> _Set exercise_: Pick out each line in the data below that contains the word "blue" and copy those lines.

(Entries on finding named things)
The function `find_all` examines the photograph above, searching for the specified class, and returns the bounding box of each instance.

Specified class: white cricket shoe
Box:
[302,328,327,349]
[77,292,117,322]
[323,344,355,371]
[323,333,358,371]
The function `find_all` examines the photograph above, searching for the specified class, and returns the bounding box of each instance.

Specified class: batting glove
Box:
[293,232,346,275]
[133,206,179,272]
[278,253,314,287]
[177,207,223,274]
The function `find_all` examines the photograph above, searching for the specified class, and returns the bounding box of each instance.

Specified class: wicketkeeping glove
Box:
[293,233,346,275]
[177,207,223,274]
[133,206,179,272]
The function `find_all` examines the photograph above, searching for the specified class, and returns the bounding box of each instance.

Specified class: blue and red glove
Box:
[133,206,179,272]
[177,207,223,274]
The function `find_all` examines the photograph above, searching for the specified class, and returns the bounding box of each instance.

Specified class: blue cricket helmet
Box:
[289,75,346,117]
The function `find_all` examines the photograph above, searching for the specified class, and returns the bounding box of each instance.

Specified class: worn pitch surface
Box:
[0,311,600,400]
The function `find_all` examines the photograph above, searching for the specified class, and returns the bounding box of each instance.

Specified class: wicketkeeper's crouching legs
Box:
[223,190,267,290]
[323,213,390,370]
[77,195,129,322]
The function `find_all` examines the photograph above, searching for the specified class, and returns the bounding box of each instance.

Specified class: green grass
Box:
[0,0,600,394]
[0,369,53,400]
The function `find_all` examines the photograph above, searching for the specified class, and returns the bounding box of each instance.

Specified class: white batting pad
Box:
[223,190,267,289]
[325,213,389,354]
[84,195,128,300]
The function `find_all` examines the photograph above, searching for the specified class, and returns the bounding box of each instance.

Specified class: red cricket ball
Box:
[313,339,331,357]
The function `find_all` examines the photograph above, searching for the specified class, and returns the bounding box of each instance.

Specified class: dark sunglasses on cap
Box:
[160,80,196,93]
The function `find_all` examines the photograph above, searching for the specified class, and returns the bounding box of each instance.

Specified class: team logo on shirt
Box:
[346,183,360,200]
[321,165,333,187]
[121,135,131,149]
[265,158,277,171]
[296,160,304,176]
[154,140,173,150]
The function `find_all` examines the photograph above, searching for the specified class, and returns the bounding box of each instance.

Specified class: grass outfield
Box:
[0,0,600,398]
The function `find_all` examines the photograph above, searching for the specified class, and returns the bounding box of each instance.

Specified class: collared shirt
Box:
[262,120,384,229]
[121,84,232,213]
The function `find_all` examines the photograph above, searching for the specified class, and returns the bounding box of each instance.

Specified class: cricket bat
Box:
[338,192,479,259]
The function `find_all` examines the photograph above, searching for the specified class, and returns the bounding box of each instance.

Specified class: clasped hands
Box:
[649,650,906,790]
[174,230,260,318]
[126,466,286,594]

==

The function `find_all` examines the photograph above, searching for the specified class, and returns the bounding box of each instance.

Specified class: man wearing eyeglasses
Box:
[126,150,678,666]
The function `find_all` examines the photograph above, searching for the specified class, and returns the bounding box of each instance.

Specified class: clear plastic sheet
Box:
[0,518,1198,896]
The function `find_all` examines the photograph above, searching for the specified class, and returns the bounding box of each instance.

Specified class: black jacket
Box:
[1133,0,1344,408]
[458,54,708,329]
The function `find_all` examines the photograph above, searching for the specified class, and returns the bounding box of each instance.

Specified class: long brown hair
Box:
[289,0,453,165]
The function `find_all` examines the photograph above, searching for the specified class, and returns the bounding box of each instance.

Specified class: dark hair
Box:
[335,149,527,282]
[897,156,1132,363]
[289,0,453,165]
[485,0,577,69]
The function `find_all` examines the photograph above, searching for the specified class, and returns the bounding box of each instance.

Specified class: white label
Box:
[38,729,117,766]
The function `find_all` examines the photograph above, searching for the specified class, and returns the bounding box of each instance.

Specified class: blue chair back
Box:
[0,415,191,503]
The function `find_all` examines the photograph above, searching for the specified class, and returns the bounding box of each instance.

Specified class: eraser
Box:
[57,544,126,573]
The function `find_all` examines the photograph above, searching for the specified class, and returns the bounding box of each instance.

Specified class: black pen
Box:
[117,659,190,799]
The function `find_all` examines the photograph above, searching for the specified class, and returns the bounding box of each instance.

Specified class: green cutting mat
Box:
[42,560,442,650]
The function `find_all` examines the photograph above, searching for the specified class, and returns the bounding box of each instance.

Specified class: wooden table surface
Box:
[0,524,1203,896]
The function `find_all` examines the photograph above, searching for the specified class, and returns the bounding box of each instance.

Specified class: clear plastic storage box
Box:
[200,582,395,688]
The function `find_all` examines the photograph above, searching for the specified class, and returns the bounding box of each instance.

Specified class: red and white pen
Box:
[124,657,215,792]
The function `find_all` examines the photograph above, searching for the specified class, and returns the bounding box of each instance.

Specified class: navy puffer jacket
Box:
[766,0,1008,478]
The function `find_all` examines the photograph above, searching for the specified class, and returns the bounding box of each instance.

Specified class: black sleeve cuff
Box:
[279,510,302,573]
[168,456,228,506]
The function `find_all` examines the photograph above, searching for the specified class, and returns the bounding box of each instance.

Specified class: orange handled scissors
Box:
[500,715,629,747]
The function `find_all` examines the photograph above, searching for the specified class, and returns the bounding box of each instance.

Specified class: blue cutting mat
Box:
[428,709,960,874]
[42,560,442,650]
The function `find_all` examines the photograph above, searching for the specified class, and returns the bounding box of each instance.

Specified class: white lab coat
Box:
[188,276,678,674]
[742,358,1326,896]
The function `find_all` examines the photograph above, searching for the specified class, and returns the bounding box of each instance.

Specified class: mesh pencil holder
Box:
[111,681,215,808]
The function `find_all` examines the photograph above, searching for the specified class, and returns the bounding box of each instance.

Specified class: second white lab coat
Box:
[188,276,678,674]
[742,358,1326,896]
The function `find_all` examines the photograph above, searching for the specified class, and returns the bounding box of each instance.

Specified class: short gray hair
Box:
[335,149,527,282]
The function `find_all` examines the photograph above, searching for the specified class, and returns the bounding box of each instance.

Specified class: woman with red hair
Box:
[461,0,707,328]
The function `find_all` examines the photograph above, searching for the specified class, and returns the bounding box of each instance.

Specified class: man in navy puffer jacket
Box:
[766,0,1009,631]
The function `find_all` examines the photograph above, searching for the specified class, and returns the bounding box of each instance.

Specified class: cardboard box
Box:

> _Reply_:
Specified class: blue and red glove
Specified class: blue cricket helmet
Specified class: blue chair back
Specified class: blue cutting mat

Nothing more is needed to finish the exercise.